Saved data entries
------------------------------------
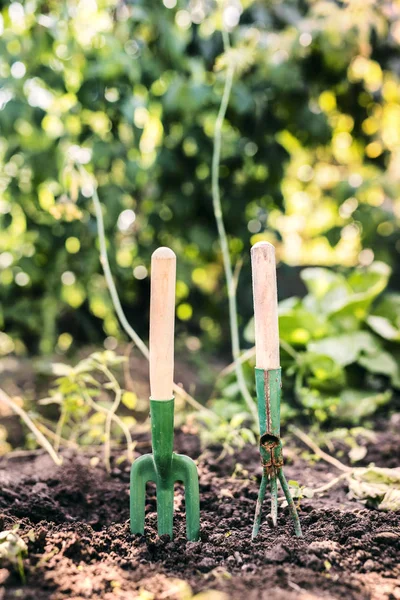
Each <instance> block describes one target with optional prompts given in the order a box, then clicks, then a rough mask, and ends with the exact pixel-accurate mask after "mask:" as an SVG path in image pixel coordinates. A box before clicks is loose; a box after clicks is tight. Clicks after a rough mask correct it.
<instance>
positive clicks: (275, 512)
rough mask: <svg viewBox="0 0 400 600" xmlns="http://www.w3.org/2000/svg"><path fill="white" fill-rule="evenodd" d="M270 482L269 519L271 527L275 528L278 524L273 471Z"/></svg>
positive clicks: (275, 492)
mask: <svg viewBox="0 0 400 600" xmlns="http://www.w3.org/2000/svg"><path fill="white" fill-rule="evenodd" d="M270 481H271V517H272V525H273V527H276V526H277V524H278V482H277V480H276V472H275V471H274V472H273V473H272V475H271V478H270Z"/></svg>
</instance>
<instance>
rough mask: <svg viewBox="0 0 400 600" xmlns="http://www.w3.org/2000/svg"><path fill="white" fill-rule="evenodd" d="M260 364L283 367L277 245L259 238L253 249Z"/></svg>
mask: <svg viewBox="0 0 400 600" xmlns="http://www.w3.org/2000/svg"><path fill="white" fill-rule="evenodd" d="M251 263H252V271H253V300H254V324H255V342H256V366H257V367H258V368H260V369H278V368H279V362H280V361H279V331H278V298H277V286H276V262H275V248H274V246H273V245H272V244H270V243H269V242H258V243H257V244H254V246H253V247H252V249H251Z"/></svg>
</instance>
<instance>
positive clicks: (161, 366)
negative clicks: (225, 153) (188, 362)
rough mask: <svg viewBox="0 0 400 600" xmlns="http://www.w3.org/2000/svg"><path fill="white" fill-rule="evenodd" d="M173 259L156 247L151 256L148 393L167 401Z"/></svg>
mask: <svg viewBox="0 0 400 600" xmlns="http://www.w3.org/2000/svg"><path fill="white" fill-rule="evenodd" d="M175 286H176V256H175V254H174V252H173V251H172V250H171V249H170V248H158V249H157V250H156V251H155V252H153V255H152V257H151V290H150V393H151V398H152V399H154V400H170V399H171V398H172V396H173V393H172V384H173V381H174V326H175Z"/></svg>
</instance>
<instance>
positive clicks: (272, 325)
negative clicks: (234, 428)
mask: <svg viewBox="0 0 400 600" xmlns="http://www.w3.org/2000/svg"><path fill="white" fill-rule="evenodd" d="M251 264H252V274H253V300H254V328H255V342H256V368H255V377H256V394H257V404H258V418H259V423H260V454H261V464H262V468H263V473H262V479H261V485H260V490H259V493H258V499H257V506H256V513H255V517H254V525H253V534H252V539H254V538H255V537H256V536H257V534H258V532H259V529H260V524H261V510H262V503H263V500H264V497H265V493H266V489H267V484H268V482H269V485H270V489H271V517H272V524H273V526H274V527H276V524H277V520H278V483H277V482H278V479H279V481H280V484H281V486H282V489H283V492H284V494H285V497H286V501H287V503H288V506H289V511H290V514H291V517H292V519H293V523H294V529H295V533H296V535H297V536H298V537H301V536H302V532H301V526H300V521H299V517H298V514H297V510H296V507H295V504H294V502H293V498H292V496H291V493H290V490H289V486H288V484H287V481H286V478H285V475H284V473H283V453H282V442H281V438H280V403H281V387H282V383H281V368H280V361H279V327H278V297H277V286H276V264H275V248H274V247H273V245H272V244H269V243H268V242H258V243H257V244H255V245H254V246H253V247H252V249H251Z"/></svg>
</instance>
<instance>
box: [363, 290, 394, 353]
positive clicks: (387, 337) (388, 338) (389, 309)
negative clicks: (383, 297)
mask: <svg viewBox="0 0 400 600" xmlns="http://www.w3.org/2000/svg"><path fill="white" fill-rule="evenodd" d="M367 323H368V325H369V326H370V327H371V329H373V330H374V331H376V333H378V334H379V335H380V336H381V337H383V338H384V339H386V340H390V341H393V342H400V294H388V295H387V296H385V297H384V298H383V299H382V300H381V302H380V303H379V304H378V306H377V307H376V308H375V310H374V311H373V312H372V314H371V315H370V316H369V317H368V319H367Z"/></svg>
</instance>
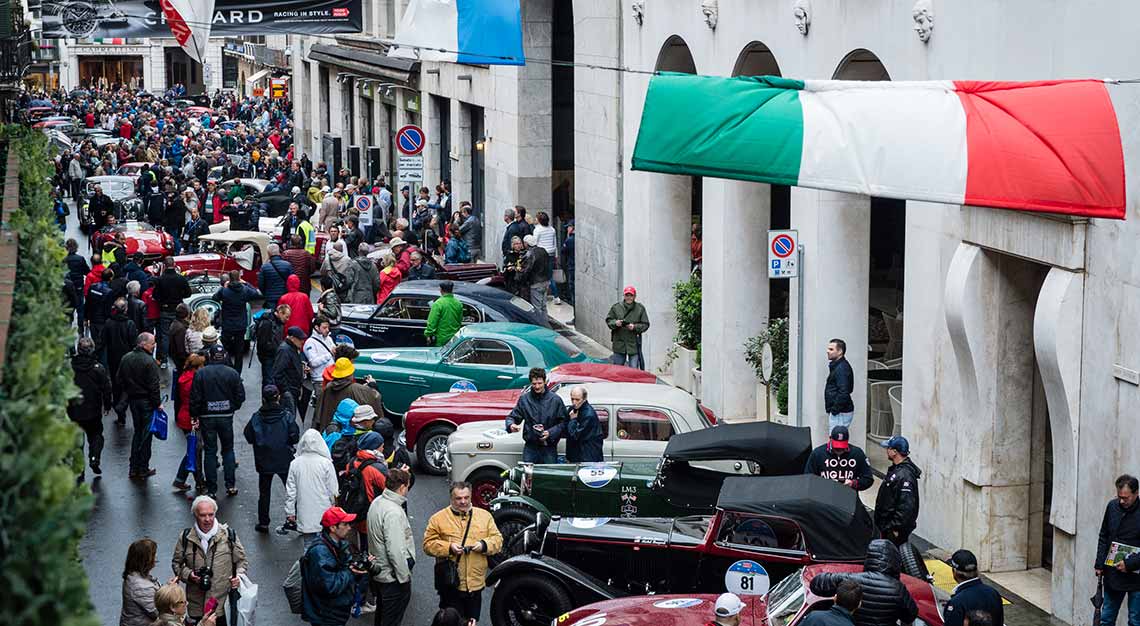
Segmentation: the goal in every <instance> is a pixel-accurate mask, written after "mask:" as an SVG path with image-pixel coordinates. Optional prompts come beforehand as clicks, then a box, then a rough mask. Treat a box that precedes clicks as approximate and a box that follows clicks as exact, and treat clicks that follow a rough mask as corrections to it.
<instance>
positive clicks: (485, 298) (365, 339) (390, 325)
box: [336, 281, 548, 349]
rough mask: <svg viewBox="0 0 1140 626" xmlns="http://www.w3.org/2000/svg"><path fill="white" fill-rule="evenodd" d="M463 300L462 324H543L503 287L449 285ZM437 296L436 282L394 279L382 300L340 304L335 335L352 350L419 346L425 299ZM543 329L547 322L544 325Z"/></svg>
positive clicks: (425, 301)
mask: <svg viewBox="0 0 1140 626" xmlns="http://www.w3.org/2000/svg"><path fill="white" fill-rule="evenodd" d="M454 285H455V292H454V293H455V298H456V299H457V300H458V301H459V302H461V303H462V304H463V324H464V325H466V324H477V323H480V322H516V323H521V324H534V325H536V326H547V325H546V324H543V322H541V319H540V318H539V317H538V311H536V310H535V307H534V306H531V304H530V302H527V301H526V300H523V299H521V298H519V296H515V295H513V294H511V293H507V292H505V291H503V290H498V288H495V287H490V286H487V285H477V284H474V283H454ZM437 298H439V281H408V282H405V283H400V284H399V285H397V287H396V288H394V290H393V291H392V293H391V294H389V296H388V299H386V300H384V302H383V303H382V304H343V306H342V308H341V326H340V327H339V328H337V330H336V335H344V336H347V338H349V339H350V340H352V344H353V345H356V347H357V348H358V349H367V348H407V347H416V345H425V344H426V341H425V339H424V328H425V327H427V314H429V312H431V303H432V302H434V301H435V299H437ZM547 327H548V326H547Z"/></svg>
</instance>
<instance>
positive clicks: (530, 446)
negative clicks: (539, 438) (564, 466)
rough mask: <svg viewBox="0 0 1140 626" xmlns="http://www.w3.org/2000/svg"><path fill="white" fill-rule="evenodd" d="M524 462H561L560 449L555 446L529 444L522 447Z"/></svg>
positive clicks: (522, 457) (539, 462)
mask: <svg viewBox="0 0 1140 626" xmlns="http://www.w3.org/2000/svg"><path fill="white" fill-rule="evenodd" d="M522 462H523V463H546V464H551V463H557V462H559V449H557V448H555V447H553V446H543V447H538V446H531V445H527V446H523V447H522Z"/></svg>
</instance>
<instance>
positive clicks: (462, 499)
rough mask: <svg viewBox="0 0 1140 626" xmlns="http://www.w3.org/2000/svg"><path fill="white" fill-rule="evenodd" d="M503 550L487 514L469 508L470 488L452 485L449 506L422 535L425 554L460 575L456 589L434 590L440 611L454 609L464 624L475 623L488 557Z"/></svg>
mask: <svg viewBox="0 0 1140 626" xmlns="http://www.w3.org/2000/svg"><path fill="white" fill-rule="evenodd" d="M469 523H470V528H469ZM464 535H466V538H464ZM502 548H503V535H500V534H499V531H498V527H497V526H495V519H494V518H491V514H490V513H489V512H488V511H484V510H482V509H474V507H472V505H471V485H469V483H466V482H454V483H451V503H450V505H448V506H447V507H446V509H443V510H442V511H439V512H438V513H435V514H434V515H432V517H431V519H430V520H427V530H425V531H424V552H425V553H427V554H430V555H432V556H435V559H437V560H445V559H450V560H453V561H456V567H457V569H458V571H459V586H458V587H457V588H447V590H437V591H438V592H439V608H440V609H446V608H448V607H450V608H454V609H456V610H457V611H459V615H462V616H463V619H464V620H467V619H474V620H475V621H478V620H479V613H480V612H481V611H482V595H481V592H482V591H483V587H484V586H486V578H487V555H489V554H497V553H498V551H499V550H502Z"/></svg>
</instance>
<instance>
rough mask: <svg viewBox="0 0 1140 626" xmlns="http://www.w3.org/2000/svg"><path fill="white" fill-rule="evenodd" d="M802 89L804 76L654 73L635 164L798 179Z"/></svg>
mask: <svg viewBox="0 0 1140 626" xmlns="http://www.w3.org/2000/svg"><path fill="white" fill-rule="evenodd" d="M801 89H804V81H798V80H791V79H782V78H780V76H741V78H733V79H726V78H719V76H699V75H694V74H674V73H666V74H659V75H655V76H653V78H652V79H651V80H650V84H649V92H648V94H646V96H645V108H644V111H643V112H642V122H641V128H640V129H638V131H637V145H636V146H635V147H634V158H633V169H635V170H641V171H648V172H660V173H670V174H689V176H710V177H716V178H732V179H738V180H751V181H756V182H771V184H776V185H796V184H797V181H798V180H799V163H800V155H801V151H803V146H804V115H803V109H801V108H800V103H799V90H801Z"/></svg>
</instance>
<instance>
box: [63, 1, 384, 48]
mask: <svg viewBox="0 0 1140 626" xmlns="http://www.w3.org/2000/svg"><path fill="white" fill-rule="evenodd" d="M363 25H364V9H363V8H361V0H217V2H215V3H214V13H213V24H212V30H211V35H213V36H233V35H275V34H290V33H299V34H329V33H359V32H360V31H361V27H363ZM43 36H44V38H46V39H62V38H144V36H147V38H165V39H170V38H172V36H173V35H172V34H171V32H170V25H169V24H166V21H165V17H163V14H162V9H161V7H160V0H119V1H116V2H95V3H89V2H74V1H64V0H44V2H43Z"/></svg>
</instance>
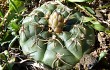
------------------------------------
## WHAT THE TASK REQUIRES
Check every line in the entries for the word "exact". State how many have it, with no other text.

## YOUR RESPONSE
2